**WHAT THIS TASK INVOLVES**.
With the line containing "the flower vase" as the first line and the last line of the records as the final one, reproduce that range exactly.

**ENTRIES SHOWN**.
= = =

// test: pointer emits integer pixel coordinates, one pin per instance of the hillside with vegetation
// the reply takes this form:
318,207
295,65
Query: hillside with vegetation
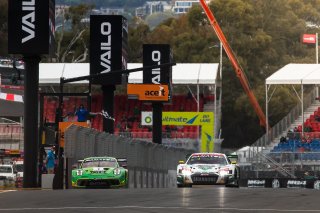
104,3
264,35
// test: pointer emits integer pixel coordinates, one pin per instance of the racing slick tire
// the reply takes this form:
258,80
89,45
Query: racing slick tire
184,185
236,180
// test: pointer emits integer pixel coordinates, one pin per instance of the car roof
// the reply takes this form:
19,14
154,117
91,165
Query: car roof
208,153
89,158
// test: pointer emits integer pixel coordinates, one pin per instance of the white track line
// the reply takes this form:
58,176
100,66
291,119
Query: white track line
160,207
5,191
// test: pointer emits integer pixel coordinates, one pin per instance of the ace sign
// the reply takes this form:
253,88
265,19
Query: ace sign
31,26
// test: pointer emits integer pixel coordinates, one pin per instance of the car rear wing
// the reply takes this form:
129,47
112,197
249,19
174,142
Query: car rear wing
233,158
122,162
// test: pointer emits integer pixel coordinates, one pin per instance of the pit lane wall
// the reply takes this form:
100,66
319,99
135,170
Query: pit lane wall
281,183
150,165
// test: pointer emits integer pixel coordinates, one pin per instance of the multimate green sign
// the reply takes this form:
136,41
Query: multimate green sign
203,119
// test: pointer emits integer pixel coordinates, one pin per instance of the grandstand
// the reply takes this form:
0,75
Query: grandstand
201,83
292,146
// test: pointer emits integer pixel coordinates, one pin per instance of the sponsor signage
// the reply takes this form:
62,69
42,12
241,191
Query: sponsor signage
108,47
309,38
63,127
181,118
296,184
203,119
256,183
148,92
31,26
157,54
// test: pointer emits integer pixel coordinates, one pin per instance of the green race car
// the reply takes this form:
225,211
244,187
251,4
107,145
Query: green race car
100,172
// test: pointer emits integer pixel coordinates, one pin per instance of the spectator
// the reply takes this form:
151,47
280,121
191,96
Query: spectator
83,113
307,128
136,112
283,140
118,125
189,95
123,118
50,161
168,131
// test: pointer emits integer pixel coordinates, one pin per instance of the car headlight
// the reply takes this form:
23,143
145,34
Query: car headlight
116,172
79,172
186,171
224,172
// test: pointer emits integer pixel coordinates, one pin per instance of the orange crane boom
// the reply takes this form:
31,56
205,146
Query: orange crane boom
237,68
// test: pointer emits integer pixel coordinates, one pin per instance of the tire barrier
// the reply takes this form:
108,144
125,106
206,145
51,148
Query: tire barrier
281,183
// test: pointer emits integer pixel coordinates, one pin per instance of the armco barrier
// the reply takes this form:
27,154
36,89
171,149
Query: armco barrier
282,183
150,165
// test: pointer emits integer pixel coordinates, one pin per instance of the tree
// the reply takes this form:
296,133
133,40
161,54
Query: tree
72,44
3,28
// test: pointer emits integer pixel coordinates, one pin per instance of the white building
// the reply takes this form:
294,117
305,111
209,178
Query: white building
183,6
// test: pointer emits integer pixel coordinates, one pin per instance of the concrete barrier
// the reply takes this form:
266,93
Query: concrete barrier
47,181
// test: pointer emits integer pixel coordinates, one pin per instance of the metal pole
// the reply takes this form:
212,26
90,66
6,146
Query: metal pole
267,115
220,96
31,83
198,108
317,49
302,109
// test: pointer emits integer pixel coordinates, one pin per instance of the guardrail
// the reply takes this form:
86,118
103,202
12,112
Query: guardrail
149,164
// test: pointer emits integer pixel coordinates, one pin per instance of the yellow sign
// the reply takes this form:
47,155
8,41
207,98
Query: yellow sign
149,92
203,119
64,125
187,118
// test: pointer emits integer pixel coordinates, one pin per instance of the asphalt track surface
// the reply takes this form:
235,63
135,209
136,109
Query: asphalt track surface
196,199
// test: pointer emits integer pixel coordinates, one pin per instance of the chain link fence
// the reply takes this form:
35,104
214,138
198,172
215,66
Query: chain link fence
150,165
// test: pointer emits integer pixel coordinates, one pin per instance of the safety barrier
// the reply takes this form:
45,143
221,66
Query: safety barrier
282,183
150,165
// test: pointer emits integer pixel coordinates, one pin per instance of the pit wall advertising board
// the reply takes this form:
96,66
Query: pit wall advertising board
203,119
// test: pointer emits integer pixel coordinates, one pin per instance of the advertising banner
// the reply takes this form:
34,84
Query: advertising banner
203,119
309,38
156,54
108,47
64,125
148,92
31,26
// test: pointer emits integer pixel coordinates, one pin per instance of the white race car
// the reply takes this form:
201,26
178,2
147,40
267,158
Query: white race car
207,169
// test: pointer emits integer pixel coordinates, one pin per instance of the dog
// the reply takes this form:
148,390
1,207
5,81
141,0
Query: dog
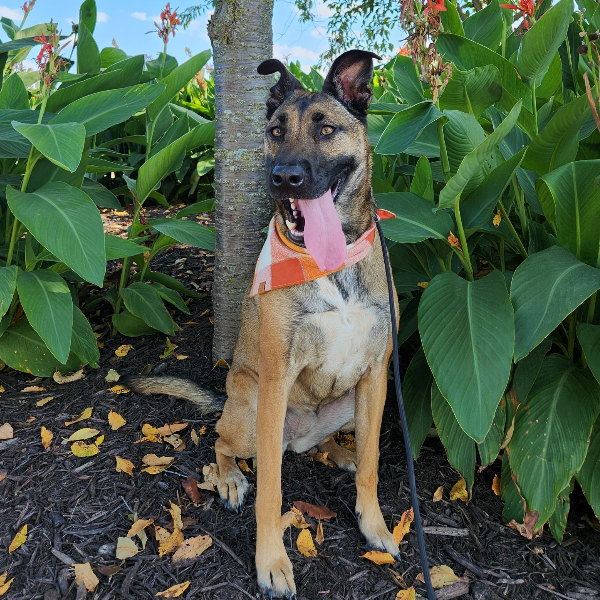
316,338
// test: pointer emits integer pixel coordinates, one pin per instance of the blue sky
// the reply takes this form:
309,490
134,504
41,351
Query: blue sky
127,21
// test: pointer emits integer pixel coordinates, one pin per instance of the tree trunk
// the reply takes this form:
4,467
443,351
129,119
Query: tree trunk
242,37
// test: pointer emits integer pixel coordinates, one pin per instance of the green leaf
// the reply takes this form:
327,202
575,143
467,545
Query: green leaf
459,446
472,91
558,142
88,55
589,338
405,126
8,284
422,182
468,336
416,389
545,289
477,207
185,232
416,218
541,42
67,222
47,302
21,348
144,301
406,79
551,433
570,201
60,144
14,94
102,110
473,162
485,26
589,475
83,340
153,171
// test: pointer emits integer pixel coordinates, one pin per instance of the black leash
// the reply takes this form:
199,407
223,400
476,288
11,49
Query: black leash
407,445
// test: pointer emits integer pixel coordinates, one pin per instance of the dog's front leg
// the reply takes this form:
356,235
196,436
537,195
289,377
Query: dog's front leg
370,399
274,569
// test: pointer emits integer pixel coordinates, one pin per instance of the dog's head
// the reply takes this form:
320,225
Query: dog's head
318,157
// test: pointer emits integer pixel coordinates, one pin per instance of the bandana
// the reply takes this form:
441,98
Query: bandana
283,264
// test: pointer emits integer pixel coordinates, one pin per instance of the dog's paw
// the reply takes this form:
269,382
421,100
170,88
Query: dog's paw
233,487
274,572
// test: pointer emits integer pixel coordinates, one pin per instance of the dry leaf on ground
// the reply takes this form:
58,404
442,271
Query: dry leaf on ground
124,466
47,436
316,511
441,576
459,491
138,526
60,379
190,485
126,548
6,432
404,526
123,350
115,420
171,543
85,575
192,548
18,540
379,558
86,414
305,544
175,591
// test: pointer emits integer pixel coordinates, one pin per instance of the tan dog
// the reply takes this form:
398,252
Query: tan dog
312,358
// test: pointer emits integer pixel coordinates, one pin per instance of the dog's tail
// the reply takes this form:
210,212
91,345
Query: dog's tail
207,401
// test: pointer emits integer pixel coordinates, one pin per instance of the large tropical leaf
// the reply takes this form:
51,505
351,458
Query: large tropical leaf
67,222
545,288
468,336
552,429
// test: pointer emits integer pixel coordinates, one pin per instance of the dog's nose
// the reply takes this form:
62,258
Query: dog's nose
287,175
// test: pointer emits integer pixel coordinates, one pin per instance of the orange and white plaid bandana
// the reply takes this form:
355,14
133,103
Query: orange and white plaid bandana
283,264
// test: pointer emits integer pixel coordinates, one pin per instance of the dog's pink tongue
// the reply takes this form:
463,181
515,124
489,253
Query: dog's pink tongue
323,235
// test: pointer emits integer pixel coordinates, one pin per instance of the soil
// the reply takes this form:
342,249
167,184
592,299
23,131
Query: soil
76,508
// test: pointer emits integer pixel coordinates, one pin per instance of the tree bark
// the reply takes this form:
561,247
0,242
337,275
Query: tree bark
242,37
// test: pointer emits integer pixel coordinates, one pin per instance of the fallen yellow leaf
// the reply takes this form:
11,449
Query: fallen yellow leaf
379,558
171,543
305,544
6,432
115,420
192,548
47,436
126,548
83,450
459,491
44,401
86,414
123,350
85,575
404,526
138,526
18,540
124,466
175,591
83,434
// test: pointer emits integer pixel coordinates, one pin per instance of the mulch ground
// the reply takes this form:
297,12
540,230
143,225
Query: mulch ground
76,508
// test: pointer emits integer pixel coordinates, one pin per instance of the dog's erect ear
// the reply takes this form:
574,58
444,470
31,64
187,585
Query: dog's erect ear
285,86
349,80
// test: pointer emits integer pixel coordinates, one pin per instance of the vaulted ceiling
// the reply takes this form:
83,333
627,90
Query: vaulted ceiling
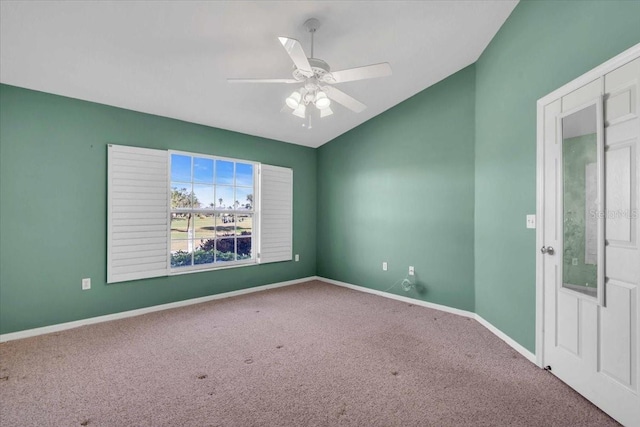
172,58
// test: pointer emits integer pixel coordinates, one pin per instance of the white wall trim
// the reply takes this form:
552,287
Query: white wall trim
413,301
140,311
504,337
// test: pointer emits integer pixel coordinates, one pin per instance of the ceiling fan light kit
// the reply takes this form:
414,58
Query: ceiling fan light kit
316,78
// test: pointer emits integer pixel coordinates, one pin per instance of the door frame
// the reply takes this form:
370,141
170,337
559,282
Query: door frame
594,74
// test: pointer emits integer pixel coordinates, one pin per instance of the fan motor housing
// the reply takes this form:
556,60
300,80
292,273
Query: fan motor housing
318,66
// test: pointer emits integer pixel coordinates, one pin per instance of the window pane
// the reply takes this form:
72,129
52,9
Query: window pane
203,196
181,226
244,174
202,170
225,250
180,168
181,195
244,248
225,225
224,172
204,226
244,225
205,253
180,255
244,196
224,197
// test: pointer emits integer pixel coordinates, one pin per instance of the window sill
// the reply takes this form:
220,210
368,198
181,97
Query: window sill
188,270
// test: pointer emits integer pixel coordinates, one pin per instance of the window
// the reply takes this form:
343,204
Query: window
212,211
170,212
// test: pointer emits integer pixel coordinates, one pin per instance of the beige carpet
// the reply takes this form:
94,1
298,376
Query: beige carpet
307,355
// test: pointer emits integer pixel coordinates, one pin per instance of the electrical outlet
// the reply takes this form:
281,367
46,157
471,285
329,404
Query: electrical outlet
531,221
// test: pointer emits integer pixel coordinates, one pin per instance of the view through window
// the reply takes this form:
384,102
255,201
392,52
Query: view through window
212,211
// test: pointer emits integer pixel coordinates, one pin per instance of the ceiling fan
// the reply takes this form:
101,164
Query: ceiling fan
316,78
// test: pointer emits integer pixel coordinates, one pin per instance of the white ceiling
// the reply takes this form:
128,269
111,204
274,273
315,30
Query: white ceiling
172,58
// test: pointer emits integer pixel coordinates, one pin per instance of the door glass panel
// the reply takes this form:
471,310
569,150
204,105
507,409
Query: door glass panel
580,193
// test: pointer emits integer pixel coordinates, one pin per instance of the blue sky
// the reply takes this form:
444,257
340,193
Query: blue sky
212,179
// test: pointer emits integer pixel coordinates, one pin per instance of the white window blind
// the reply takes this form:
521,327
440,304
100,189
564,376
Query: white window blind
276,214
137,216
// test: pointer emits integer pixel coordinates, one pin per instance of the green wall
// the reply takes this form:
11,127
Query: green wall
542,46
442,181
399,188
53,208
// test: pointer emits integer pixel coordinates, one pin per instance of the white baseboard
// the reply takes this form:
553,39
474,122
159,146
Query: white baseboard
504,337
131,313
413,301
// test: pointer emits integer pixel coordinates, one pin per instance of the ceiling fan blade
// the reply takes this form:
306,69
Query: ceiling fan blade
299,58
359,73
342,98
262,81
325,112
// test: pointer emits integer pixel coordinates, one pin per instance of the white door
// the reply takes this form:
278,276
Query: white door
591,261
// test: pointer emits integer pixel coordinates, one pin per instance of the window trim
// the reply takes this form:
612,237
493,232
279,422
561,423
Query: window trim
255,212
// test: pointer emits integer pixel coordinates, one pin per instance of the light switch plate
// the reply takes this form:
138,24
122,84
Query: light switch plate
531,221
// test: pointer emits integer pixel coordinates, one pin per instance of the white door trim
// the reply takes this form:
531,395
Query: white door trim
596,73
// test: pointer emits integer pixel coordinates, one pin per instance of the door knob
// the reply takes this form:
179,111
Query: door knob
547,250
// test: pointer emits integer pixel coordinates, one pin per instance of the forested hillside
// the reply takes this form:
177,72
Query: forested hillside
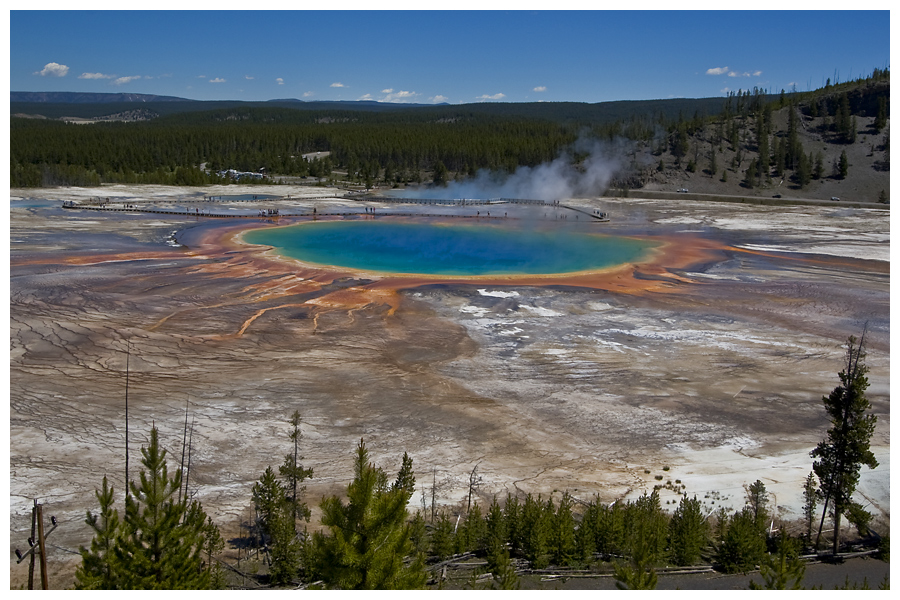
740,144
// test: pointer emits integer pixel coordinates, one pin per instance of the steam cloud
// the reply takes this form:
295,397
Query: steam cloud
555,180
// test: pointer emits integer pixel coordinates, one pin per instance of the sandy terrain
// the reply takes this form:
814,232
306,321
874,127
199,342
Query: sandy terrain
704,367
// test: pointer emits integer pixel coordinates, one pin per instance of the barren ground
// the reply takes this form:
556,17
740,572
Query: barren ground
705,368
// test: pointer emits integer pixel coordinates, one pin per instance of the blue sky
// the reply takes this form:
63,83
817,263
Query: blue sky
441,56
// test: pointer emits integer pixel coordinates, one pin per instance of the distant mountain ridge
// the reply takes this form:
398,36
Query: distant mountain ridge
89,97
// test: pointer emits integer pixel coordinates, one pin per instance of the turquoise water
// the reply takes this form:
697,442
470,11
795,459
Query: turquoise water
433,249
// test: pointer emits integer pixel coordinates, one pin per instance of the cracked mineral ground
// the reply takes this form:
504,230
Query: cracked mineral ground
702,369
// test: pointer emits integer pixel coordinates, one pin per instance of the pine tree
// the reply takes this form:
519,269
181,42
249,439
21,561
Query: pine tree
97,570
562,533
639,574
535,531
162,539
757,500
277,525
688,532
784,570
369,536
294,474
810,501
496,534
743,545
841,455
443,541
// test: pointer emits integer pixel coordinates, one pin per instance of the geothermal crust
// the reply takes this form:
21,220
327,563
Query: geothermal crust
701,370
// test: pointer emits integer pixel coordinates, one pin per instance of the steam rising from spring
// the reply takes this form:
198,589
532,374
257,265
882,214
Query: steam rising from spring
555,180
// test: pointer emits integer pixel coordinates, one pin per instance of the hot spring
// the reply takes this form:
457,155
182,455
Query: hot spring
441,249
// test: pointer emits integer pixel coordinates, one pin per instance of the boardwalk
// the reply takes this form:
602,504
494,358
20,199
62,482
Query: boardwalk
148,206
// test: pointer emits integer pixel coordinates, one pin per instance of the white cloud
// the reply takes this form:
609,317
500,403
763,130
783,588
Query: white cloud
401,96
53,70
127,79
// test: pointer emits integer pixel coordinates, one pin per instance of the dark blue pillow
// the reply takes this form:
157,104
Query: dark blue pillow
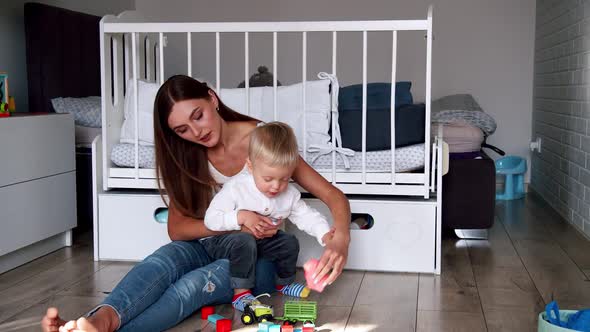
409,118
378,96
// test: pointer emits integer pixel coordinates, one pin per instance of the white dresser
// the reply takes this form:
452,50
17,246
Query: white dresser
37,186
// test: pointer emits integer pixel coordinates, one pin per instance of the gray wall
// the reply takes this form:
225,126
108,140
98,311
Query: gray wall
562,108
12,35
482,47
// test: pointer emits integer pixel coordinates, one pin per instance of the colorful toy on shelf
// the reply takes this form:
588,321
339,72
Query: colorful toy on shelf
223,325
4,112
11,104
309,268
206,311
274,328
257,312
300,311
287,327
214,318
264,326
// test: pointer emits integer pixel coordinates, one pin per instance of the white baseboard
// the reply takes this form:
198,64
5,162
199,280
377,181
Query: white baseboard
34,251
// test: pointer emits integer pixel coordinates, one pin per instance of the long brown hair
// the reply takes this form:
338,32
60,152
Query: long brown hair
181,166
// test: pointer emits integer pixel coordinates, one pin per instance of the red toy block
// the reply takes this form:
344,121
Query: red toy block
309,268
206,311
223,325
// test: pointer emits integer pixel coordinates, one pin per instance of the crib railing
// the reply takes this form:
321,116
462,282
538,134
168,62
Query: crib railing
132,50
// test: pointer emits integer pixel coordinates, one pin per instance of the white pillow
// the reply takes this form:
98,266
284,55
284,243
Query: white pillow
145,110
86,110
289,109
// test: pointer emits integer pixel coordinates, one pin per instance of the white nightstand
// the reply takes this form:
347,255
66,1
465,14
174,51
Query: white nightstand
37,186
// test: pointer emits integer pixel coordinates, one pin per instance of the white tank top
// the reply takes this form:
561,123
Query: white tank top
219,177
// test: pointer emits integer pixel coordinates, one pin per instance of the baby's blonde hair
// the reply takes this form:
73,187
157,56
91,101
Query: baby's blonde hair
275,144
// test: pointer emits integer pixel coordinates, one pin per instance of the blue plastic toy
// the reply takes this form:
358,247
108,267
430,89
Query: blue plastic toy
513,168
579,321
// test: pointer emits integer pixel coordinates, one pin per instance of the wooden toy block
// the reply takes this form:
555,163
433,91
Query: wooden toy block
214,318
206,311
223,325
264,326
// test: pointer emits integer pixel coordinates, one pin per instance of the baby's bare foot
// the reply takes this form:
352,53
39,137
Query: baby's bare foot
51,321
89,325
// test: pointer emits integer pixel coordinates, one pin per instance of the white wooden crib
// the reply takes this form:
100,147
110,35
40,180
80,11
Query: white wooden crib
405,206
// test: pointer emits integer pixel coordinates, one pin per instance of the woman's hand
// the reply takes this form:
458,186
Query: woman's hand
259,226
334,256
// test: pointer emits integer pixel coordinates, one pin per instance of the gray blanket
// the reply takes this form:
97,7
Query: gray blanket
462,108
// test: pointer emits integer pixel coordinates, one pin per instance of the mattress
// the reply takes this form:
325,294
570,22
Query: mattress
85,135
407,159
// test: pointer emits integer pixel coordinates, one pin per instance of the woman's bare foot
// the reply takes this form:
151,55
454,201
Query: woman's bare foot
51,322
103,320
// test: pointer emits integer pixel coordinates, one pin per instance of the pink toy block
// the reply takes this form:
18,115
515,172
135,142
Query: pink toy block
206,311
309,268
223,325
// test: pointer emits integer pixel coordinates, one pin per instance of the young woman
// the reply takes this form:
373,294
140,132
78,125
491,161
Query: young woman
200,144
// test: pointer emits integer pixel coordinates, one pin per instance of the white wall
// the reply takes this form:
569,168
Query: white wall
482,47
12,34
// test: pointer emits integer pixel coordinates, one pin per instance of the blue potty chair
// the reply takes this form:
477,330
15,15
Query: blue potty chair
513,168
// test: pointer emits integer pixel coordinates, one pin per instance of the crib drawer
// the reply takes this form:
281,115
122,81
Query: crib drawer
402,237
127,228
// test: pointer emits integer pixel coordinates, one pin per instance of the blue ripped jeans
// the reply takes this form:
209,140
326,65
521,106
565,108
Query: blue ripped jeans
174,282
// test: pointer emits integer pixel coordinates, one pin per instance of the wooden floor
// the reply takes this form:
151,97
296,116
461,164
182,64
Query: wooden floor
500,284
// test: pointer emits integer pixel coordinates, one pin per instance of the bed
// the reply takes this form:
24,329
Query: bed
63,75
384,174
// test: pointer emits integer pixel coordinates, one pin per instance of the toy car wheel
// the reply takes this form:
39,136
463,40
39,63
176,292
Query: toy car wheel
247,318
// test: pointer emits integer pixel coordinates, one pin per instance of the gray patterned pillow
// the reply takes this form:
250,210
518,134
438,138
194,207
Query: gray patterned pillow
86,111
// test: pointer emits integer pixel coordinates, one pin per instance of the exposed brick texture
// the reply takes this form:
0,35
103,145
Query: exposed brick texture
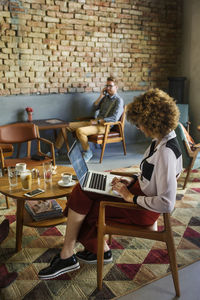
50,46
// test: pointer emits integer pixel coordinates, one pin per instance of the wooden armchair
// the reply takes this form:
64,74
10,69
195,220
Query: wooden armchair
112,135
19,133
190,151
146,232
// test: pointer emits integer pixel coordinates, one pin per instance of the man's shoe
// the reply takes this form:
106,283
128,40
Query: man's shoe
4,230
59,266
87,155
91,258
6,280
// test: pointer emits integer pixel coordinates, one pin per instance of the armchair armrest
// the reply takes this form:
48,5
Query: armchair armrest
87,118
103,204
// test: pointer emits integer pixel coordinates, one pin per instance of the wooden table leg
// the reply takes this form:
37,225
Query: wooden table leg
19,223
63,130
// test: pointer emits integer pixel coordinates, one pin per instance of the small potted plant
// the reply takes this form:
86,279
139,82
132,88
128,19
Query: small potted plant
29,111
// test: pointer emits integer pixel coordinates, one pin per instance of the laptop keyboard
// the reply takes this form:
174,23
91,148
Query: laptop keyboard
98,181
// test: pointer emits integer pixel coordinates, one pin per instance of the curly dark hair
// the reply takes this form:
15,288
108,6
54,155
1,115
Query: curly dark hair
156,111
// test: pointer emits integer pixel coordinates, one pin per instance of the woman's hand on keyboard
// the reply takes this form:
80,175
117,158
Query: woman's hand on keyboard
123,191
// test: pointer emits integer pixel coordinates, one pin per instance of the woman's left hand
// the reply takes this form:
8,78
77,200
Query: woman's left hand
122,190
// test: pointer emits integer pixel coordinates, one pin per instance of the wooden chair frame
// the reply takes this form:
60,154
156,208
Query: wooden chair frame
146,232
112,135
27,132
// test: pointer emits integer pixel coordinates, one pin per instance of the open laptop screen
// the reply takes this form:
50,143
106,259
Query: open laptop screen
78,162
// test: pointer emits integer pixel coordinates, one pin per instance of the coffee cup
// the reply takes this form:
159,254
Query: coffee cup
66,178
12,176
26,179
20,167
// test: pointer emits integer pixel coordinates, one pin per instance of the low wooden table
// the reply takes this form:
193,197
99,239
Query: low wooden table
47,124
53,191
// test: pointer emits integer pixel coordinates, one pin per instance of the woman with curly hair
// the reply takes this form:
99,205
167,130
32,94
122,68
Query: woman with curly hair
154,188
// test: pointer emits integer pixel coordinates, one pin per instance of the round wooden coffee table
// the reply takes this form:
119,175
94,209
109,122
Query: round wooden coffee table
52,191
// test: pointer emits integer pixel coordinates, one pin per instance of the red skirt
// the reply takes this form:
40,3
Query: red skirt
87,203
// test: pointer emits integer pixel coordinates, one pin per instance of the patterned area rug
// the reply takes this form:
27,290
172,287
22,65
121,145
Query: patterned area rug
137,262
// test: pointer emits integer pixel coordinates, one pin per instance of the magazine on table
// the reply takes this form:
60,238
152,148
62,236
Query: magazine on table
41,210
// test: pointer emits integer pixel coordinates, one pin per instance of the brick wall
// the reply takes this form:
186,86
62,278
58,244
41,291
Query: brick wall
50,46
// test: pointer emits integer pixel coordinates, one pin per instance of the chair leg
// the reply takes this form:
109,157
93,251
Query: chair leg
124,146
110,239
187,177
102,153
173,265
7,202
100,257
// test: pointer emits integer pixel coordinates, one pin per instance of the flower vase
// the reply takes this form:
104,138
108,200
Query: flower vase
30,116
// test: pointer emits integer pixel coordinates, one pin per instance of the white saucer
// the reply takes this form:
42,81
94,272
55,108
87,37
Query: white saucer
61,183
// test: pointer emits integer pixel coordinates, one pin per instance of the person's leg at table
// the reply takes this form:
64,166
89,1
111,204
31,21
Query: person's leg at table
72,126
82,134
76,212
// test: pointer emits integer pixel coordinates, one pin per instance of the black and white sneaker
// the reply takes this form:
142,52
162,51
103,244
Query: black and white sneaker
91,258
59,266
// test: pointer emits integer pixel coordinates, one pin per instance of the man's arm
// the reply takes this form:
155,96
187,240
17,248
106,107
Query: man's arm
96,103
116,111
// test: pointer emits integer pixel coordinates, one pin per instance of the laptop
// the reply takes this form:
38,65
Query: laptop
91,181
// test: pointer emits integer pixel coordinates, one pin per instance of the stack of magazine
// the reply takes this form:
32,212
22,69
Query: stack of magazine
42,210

= = =

**REPLY**.
// test: pointer emits integer pixel coordinates, one pin per instance of the flower vase
// the reply takes this form:
104,138
108,200
Query: flower vase
30,116
// test: pointer emits integer pixel coordinates, one pin per instance of the white saucer
// the reply takes this form:
42,81
94,272
55,108
87,37
Query: white saucer
61,183
// test: pointer emits integer pixel coordinates, one pin per instance of the person's leg at table
// the reply takes this form:
64,166
89,1
111,204
31,21
Query: person's leg at table
72,126
82,134
76,212
// test: pointer emits integer pixel coordinates, one pin per instance of the black and white sneaker
// the reply takes this form:
142,52
162,51
103,244
Query: black and white sneaker
91,258
59,266
// test: pointer emits integer pixel coordinates, one pin per instance of the man's arm
// the reply takes this form:
155,96
187,240
17,248
106,107
Query: man's arm
96,103
116,111
// test: pointer emits integer pixel coordinates, one pin per instance of the laptop
// the reply takes this form:
38,65
Query: laptop
91,181
// test: pointer emits integer pixel coordinates, one pin per instance of the stack of magazine
// the reply takes this form:
32,212
22,69
Query: stack of magazine
42,210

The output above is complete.